▽

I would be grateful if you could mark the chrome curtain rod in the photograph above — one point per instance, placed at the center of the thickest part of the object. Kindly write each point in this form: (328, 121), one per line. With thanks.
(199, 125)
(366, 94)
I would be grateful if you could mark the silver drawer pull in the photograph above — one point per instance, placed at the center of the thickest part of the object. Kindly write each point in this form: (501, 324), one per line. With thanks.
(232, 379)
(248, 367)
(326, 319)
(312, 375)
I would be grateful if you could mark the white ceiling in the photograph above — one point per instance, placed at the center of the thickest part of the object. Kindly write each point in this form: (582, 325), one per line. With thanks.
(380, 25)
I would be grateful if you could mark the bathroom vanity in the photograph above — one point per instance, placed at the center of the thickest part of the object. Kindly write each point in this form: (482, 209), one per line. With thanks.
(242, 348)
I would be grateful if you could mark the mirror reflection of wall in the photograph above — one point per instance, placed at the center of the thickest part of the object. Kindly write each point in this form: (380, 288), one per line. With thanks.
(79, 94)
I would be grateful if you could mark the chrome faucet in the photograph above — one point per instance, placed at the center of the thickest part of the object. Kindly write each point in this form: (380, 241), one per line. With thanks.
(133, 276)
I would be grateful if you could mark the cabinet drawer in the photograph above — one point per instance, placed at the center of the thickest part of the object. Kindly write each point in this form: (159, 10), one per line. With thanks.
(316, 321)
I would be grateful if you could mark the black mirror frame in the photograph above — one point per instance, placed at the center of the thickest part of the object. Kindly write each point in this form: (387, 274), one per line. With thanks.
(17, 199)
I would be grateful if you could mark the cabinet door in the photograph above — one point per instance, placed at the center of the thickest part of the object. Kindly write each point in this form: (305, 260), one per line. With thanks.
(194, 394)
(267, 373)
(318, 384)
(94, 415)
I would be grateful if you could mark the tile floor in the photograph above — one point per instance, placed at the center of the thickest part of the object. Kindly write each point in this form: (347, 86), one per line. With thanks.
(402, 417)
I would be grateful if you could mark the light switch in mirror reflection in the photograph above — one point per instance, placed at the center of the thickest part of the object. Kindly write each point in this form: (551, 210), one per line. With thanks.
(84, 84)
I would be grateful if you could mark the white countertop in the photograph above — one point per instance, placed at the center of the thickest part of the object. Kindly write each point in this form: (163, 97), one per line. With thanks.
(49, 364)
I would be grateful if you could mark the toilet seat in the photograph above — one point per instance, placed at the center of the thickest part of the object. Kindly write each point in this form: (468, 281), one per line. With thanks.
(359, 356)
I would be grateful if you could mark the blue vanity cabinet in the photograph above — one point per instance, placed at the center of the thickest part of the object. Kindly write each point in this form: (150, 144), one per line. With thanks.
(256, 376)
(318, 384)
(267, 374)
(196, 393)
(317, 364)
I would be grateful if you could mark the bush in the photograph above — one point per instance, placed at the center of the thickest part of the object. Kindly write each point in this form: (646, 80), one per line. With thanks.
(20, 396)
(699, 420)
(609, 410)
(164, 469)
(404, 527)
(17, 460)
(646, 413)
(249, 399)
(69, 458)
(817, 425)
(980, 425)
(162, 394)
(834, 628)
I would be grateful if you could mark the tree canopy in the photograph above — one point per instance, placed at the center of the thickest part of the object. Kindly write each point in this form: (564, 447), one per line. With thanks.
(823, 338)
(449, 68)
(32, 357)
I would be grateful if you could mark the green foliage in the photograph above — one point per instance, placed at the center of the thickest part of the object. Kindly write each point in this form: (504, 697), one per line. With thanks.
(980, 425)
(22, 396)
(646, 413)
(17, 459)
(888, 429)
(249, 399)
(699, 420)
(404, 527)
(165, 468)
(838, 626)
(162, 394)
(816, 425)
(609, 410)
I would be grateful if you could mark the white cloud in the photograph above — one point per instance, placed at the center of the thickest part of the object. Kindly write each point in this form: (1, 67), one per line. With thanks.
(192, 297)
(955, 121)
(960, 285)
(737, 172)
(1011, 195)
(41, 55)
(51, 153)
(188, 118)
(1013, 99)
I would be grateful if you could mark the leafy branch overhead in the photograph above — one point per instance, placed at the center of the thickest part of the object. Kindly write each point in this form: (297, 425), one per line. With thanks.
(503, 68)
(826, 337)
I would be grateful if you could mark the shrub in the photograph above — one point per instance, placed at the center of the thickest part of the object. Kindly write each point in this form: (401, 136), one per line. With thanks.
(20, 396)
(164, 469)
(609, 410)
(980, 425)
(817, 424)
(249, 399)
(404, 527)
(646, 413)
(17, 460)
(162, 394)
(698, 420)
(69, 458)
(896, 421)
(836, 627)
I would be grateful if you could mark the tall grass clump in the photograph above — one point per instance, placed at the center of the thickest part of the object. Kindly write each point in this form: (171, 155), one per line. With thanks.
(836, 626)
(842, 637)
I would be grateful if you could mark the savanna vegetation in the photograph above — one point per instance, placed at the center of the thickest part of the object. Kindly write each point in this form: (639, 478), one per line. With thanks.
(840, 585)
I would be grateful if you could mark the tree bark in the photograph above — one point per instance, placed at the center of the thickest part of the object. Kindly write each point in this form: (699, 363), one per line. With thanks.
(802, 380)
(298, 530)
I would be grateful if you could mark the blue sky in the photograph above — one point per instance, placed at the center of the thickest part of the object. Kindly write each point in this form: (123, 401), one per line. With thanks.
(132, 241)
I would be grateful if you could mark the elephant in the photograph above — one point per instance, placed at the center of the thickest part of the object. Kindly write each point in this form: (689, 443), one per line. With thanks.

△

Task description:
Return the listing above in its exact form.

Result:
I would be grateful if you could mark the chrome curtain rod in the photograph above — one point per instance, placed at the center of the thickest part of the object. Kindly write each point in this form: (328, 121), one per line. With thanks.
(199, 125)
(366, 94)
I would be grateful if you could mark the silver drawer pull in the photograph above — one point per instance, placed at the center of the thickest part of the object. Kindly write each point in this form: (501, 324), one per line. With thanks.
(232, 379)
(248, 367)
(326, 319)
(312, 375)
I would be grateful if you could mark the white ceiling in the photograph above — one point per instance, placed at the center of the thickest part of the object. Kindly write each point in this form: (582, 325), one per line. With thanks.
(380, 25)
I would be grateful if you could mark the bathroom vanity in the photograph above — one point per instance, placed at the center of the thickest part of the object. Kindly write each point in this form: (482, 209), one per line. With thanks.
(242, 348)
I would be grateful if you could mark the mirror reflection of wall in the photograph above — one point per instance, placed at the center of the thickest part of the object. Kindly write each point in this form: (380, 288), one per line. With thanks.
(79, 94)
I would be grateful if you could mark the chrome faucet in the photograph above — one point per instance, placed at the center of the thickest part of the object. Kindly write each point in this form: (380, 241), one per line. With thanks.
(133, 276)
I would be grateful if you could mark the cabinet drawer in the photograph above — one point per instance, placed at the center of the thickest part of the object. Kindly write each point in this form: (159, 10), one per line. With thanks.
(316, 321)
I would be grateful if you could mark the black mirror frame in the photograph above — one point per instance, placed at the center of the thickest part of the object. Kindly write each point in this form: (387, 274), one per line. With thanks.
(17, 199)
I would be grateful if you could mark the cabinet door in the photograph above — one point per instance, placed at the center of the thickest part of the object. Kindly write each point in this form: (305, 260), one per line. With thanks.
(194, 394)
(267, 373)
(318, 384)
(94, 415)
I would be grateful if you could mark the tile floor in the photograph above — one point per instance, placed at the center of the thickest part of the object. Kindly write each point in this form: (347, 86), one per line. With thanks.
(402, 417)
I would be grateful if you could mark the light switch in mirror reflection in the photograph above — one point per instance, placed at the center of the thickest part of the object. Kindly write each point in this form: (551, 210), one per line. With thanks.
(84, 84)
I would be grateful if you could mark the white countertop in the photograph above — one point per instance, placed at the center of the thickest part of the object. Kindly write each point in this form: (163, 97), one per line. With thanks.
(49, 364)
I would be grateful if you could mark the toilet seat in the photograph above — one point per instance, placed at the center of the thickest part of the object. Kindly write each point in this form: (468, 281), one per line. With thanks.
(359, 356)
I would be grateful if you could mark the blue vanity cabinet in the photograph above — one point per instance, placed at the center of the thickest part of the object. Kindly write each point in this form: (150, 144), one per line. With thanks.
(256, 376)
(318, 384)
(267, 374)
(196, 393)
(317, 364)
I would be grateful if you could mark the bush in the photograph above — one point per instance, placed at the center of the thickest part of the object. Kindly write each point in this form: (646, 80), one per line. With thanks.
(20, 396)
(699, 420)
(609, 410)
(164, 469)
(404, 527)
(17, 460)
(646, 413)
(249, 399)
(69, 458)
(817, 425)
(980, 425)
(162, 394)
(834, 628)
I would be grateful if you could mark the tree canopy in the photograph above — one point per instance, placed at the center of the thickest part of the object. Kindly write each point in this form: (564, 447), one per line. With thanks.
(823, 338)
(449, 68)
(32, 357)
I would be grateful if you could mark the green foliage in the photograph above — one point per instance, placed at the center of the thickest part of the object. Kindly write each point in this form: (504, 697), one per line. With thanks.
(980, 425)
(22, 396)
(646, 413)
(17, 459)
(888, 429)
(249, 399)
(699, 420)
(404, 527)
(165, 468)
(838, 626)
(162, 394)
(816, 425)
(609, 410)
I would be grateful if you could mark the white cloud in the photograph above — one point per instance, placed at the center of the thickest part of the object. Kindly write each point in this form: (1, 67), one per line. With thanks.
(192, 297)
(955, 121)
(960, 285)
(737, 172)
(1011, 195)
(41, 55)
(51, 153)
(188, 118)
(1013, 99)
I would be grateful if you could mark the leafy branch overhead in the photograph above — one point per instance, placed at the center of the thickest part of the object. Kindly write each point in this form: (297, 425), one per line. With thanks.
(503, 68)
(826, 337)
I would be grateful if you could mark the shrub in the photograph above — one point per instance, placed at the center of the thickest part of the object. Kindly write each point in this form: (401, 136), one per line. With thanks.
(20, 396)
(164, 469)
(609, 410)
(980, 425)
(817, 424)
(249, 399)
(404, 527)
(646, 413)
(17, 460)
(162, 394)
(698, 420)
(69, 458)
(896, 421)
(836, 627)
I would be grateful if you could mark the tall grass clump in the photograph above — one point per instance, placed at the center of the thickest part of the object. Kindly write each point in this form: (171, 155), one per line. With thanks.
(836, 626)
(842, 637)
I would be grateful if you could mark the savanna vegetation in the photograph above — one point per instance, placed at the center of the thickest part of the object. Kindly write each point in this form: (639, 478), one per line. With thanks.
(840, 585)
I would be grateful if you could mark the tree bark in the photograph above — one point per instance, placed at the center of the thickest part of the object. Kindly write each point in this form: (699, 363), one per line. With thanks.
(802, 380)
(298, 530)
I would be grateful if you could mark the blue sky in the photograph above — one point per instance, placed at the center of the thickest part of the object. Kindly write each point in this form: (123, 401), one per line. With thanks.
(132, 241)
I would be grateful if you could mark the elephant in the photograph above — one point per instance, placed at the center of the thickest part of the object. Kindly write each point in this form: (689, 443), one per line. With thanks.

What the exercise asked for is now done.